What’s For Dinner? Global Food Inequality Through the Lens of Peter Menzel
Our planet today faces a reality of imbalances. From deforestation to water pollution the list is lengthy. With the famine in Yemen affecting millions of people and the production of single use plastic packaging in the spotlight, the photojournalist series Hungry Planet: What the World Eats plays a role more than ever as a point of self reflection. Photographer Peter Menzel set out during the early 2000s to capture what families around the world eat in a week in a far-reaching global narrative about food and consumption. His family portraits have a larger voice and explain beyond just food on the dinner table.
There is a clear juxtaposition between rural families who live in remote villages and families located in cities near grocery stores. The village-centered families seem to eat a wider variety of unpackaged foods, presumably locally sourced or even right from the garden.
In contrast, families living in high population density towns and cities had a pattern of consuming more processed foods that come in packages. Oftentimes their diets reflect a pattern of convenience like instant ramen noodles or frozen pizza. There are a variety of fruits and vegetables but considerably less than those from villages.

Aim of the task :: Reproduce word for word the part of the article on global food inequality that opens with the words "What’s For Dinner?" and closes with "the dinner table.".

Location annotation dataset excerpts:
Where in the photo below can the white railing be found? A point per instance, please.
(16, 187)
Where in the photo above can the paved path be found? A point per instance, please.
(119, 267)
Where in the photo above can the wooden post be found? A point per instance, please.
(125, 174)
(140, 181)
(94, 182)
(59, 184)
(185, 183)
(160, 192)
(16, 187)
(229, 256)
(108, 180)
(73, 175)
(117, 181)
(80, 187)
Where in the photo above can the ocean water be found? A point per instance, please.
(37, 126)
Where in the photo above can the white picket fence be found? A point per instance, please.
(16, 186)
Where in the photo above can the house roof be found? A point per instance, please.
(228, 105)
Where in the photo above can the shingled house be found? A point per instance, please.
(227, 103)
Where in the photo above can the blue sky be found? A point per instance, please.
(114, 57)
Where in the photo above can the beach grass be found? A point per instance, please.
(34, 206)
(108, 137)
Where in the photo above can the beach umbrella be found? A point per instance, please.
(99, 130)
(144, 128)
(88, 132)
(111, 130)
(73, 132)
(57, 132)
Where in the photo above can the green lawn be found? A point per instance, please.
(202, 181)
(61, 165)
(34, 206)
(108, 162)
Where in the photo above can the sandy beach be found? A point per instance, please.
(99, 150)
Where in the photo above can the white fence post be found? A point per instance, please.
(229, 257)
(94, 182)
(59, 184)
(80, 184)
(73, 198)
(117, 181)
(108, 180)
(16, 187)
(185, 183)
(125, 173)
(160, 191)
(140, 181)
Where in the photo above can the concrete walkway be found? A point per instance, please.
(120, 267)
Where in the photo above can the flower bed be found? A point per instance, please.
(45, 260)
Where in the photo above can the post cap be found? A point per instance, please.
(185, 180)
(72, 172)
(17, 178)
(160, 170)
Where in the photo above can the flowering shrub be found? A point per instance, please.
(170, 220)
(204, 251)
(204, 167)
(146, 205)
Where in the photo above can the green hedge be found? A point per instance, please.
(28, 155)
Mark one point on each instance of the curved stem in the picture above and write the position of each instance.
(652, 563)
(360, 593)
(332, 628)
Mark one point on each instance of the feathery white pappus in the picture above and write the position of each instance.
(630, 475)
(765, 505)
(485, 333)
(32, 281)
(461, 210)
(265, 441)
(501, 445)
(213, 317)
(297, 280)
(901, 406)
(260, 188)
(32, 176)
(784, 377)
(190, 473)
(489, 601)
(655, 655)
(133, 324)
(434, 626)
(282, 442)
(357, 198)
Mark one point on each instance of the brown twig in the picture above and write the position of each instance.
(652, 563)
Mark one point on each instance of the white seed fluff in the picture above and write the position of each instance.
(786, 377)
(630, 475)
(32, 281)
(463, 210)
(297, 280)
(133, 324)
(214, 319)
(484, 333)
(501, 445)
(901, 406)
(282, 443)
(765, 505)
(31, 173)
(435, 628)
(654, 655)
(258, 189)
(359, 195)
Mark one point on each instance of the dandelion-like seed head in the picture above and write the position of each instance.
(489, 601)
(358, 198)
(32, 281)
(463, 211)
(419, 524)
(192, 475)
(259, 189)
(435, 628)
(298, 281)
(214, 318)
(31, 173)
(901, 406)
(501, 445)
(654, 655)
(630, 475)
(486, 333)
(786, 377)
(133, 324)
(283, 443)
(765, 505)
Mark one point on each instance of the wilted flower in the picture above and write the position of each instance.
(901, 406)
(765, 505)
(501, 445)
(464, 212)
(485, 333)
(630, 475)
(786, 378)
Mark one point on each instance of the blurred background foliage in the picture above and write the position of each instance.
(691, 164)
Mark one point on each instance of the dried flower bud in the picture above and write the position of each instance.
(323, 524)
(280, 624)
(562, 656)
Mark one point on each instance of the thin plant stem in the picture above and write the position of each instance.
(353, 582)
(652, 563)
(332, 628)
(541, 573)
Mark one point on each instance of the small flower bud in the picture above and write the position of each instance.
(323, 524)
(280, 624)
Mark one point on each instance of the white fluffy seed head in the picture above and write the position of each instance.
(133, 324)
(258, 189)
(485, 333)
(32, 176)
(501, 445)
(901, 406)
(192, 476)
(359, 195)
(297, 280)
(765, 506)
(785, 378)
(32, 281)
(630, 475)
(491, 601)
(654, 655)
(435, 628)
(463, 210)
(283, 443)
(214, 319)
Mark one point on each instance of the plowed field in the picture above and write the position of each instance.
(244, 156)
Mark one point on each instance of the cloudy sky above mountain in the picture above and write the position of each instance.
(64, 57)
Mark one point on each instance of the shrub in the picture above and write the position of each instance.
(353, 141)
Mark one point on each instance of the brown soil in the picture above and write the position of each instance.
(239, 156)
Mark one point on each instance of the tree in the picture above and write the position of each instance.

Answer in full ::
What’s For Dinner? Global Food Inequality Through the Lens of Peter Menzel
Our planet today faces a reality of imbalances. From deforestation to water pollution the list is lengthy. With the famine in Yemen affecting millions of people and the production of single use plastic packaging in the spotlight, the photojournalist series Hungry Planet: What the World Eats plays a role more than ever as a point of self reflection. Photographer Peter Menzel set out during the early 2000s to capture what families around the world eat in a week in a far-reaching global narrative about food and consumption. His family portraits have a larger voice and explain beyond just food on the dinner table.